## [Document excerpt]
★ ★ ★ ★ ★
Opened 8 years ago

Closed 8 years ago

Last modified 8 years ago

#1430 closed defect (fixed)

Data source error with mismatched label counts

Reported by: shane Owned by: shane
Priority: high Milestone: Sprint-20120110
Component: Unclassified Version:
Keywords: Cc:
CVSS Scoring: Parent Tickets:
Sensitive: no Defect Severity: Medium
Sub-Project: DNS Feature Depending on Ticket: none
Estimated Difficulty: 2 Add Hours to Ticket: 0
Total Hours: 2.80 Internal?: no

Description

I have a zone that looks like this:

time-travellers.nl.eu.org. 3600 IN      SOA     b.time-travellers.nl.eu.org. shane_kerr.yahoo.com. 2011111807 300 300 1209600 1800
time-travellers.nl.eu.org. 3600 IN      NS      b.time-travellers.nl.eu.org.
time-travellers.nl.eu.org. 3600 IN      NS      he.time-travellers.nl.eu.org.
time-travellers.nl.eu.org. 3600 IN      NS      borg.c-l-i.net.

This causes an exception in xfrin. I tracked it down and it looks like the problem is caused because of a sign error when looking up the short NS in the longer actual domain. So, looking up BORG.C-L-I.NET in TIME-TRAVELLERS.NL.EU.ORG causes the problem.

Subtickets

Change History (23)

comment:1 Changed 8 years ago by shane

The following patch fixes the problem:

diff --git a/src/lib/datasrc/database.cc b/src/lib/datasrc/database.cc
index 1bf93fc..053d4bc 100644
--- a/src/lib/datasrc/database.cc
+++ b/src/lib/datasrc/database.cc
@@ -520,7 +520,7 @@ DatabaseClient::Finder::find(const isc::dns::Name& name,
                 // It's not empty non-terminal. So check for wildcards.
                 // We remove labels one by one and look for the wildcard there.
                 // Go up to first non-empty domain.
-                for (size_t i(1); i <= current_label_count - last_known; ++i) {
+                for (size_t i(1); i + last_known <= current_label_count; ++i) {
                     // Construct the name with *
                     const Name superdomain(name.split(i));
                     const string wildcard("*." + superdomain.toText());

I still need to make a unit test that causes the failure.

comment:2 Changed 8 years ago by jelte

  • Owner set to shane
  • Status changed from new to assigned

This looks OK, I can confirm it solves the problem, and the change itself shouldn't hurt either way.

comment:3 Changed 8 years ago by jinmei

Note: we need a test that would fail without the fix to complete this ticket.

comment:4 Changed 8 years ago by shane

  • Milestone changed from New Tasks to Next-Sprint-Proposed

comment:5 Changed 8 years ago by shane

  • Feature Depending on Ticket set to none

comment:6 Changed 8 years ago by jelte

  • Estimated Difficulty changed from 0 to 2

comment:7 Changed 8 years ago by jelte

  • Milestone changed from Next-Sprint-Proposed to Sprint-20111220

comment:8 Changed 8 years ago by shane

  • Owner changed from shane to UnAssigned

comment:9 Changed 8 years ago by jelte

  • Priority changed from major to critical

comment:10 Changed 8 years ago by jinmei

Shane:

I've looked into the ticket, and while I see the potential problem in
this area, the specific problem description didn't make sense to me.
★ ★ ★ ★ ★
## [Instruction 1]
Decide whether each statement below agrees with the ticket about the data source error above. Answer yes or no for each, and quote the words of the ticket that settle it.
(a) The patch in comment:1 modifies the file src/lib/datasrc/database.cc.
(b) According to jinmei, the ticket could be completed without adding a new test.
(c) In comment:7, the milestone was changed to Sprint-20111220.
## [Instruction 2]
Carry on the ticket about the data source error above, picking up jinmei's comment:10 after its last sentence.
★ ★ ★ ★ ★
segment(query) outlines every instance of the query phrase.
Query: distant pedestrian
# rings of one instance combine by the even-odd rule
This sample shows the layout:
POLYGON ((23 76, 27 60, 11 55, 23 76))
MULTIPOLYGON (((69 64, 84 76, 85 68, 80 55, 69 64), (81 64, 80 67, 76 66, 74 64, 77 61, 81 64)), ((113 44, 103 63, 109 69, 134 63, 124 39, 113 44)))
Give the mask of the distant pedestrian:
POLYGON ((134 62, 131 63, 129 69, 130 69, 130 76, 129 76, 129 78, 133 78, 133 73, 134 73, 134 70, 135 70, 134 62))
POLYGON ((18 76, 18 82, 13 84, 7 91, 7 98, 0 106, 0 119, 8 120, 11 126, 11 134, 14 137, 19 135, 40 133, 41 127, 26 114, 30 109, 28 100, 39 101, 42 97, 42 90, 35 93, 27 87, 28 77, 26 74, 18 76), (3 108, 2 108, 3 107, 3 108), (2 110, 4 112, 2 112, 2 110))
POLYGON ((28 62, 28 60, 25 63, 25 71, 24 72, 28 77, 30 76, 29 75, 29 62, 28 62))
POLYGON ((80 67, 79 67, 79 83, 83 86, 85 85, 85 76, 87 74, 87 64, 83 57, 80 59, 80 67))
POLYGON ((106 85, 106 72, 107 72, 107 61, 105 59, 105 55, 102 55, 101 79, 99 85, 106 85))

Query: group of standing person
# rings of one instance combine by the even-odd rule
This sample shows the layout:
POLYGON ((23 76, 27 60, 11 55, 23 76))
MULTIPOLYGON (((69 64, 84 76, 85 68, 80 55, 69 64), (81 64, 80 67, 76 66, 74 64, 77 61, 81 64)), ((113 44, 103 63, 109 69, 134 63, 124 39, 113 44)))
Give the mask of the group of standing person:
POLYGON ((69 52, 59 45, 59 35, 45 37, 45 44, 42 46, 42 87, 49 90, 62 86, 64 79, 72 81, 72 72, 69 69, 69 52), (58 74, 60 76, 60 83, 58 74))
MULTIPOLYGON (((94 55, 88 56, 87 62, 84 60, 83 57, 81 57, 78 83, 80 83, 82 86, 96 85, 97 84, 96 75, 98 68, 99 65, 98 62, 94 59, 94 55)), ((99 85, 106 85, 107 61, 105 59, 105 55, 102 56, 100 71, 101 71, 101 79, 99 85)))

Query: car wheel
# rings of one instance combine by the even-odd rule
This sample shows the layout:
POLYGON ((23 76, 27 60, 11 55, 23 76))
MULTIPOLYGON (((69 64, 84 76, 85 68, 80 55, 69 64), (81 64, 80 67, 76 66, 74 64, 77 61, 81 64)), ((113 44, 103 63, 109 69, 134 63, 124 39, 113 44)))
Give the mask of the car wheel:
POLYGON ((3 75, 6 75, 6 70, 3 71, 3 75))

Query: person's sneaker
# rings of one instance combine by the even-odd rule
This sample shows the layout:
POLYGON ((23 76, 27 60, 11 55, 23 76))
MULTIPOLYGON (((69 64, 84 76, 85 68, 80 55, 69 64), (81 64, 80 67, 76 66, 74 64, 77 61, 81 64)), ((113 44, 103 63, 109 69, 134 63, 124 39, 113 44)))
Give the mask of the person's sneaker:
★ ★ ★ ★ ★
## [Final answer 1]
(a) Yes: "+++ b/src/lib/datasrc/database.cc"
(b) No: "we need a test that would fail without the fix to complete this ticket."
(c) Yes: "Milestone changed from Next-Sprint-Proposed to Sprint-20111220"

## [Final answer 2]
Do you mean xfrin tries to look up in the
time-travellers.nl.eu.org. zone for borg.c-l-i.net.? If so,
(referring to the 20111128 release version) it seems an exception
should be triggered at this point:

    const size_t remove_labels(current_label_count - origin_label_count);

    // Now go trough all superdomains from origin down
    for (int i(remove_labels); i > 0; --i) {
        Name superdomain(name.split(i));

which is before the point your suggested patch changes.

So it doesn't make sense to me the patch really solved the problem.

Do you have a copy of the exception output from xfrin or can you
reproduce the problem by reverting your fix?

Also, if xfrin really looked up an out-of-zone name, xfrin itself is
buggy there and should be fixed, too. Even though find() shouldn't
throw an exception this way (i.e., it shouldn't naively produce an
overflow and surprise itself), the general assumption is that the
caller is expected to call find() after identifying the correct zone.
Any call to find() for an out-of-zone name is therefore consider a bug
of the caller, whether or not it results in an exception.

comment:11 Changed 8 years ago by jinmei

  • Owner changed from UnAssigned to shane

comment:12 Changed 8 years ago by shane

  • Owner changed from shane to jinmei

Jinmei reports that he sorted everything on this out except he thinks maybe it was xfrout and not xfrin. I can't remember to be honest, maybe I reported the wrong program. :(

Passing ticket back!

comment:13 Changed 8 years ago by jinmei

trac1430 is ready for review.

First, self comment on my previous comments: On further look I
realized this couldn't trigger an exception:

    const size_t remove_labels(current_label_count - origin_label_count);

    // Now go trough all superdomains from origin down
    for (int i(remove_labels); i > 0; --i) {
        Name superdomain(name.split(i));

If overflow happens "i" would be a negative value so the entire for
loop should be skipped.

Second, as a result of refactoring the find() method an exception
couldn't happen anyway. But, more fundamentally, we should have
caught and rejected out-of-zone query name earlier in the find()
method; otherwise expressions like `name.getLabelCount() -
origin_label_count` would have a bogus value and confuse the rest of
the code. Even if it doesn't trigger an exception the end result is
also garbage (for example, it could be NXRRSET, which is obviously
incorrect).

So, in this branch I added an explicit check for an out-of-zone name
and made sure it's rejected with NXDOMAIN (which is compatible with
the inmemory data source behavior in this case).

As for the application, I suspect it was actually xfrout, not xfrin.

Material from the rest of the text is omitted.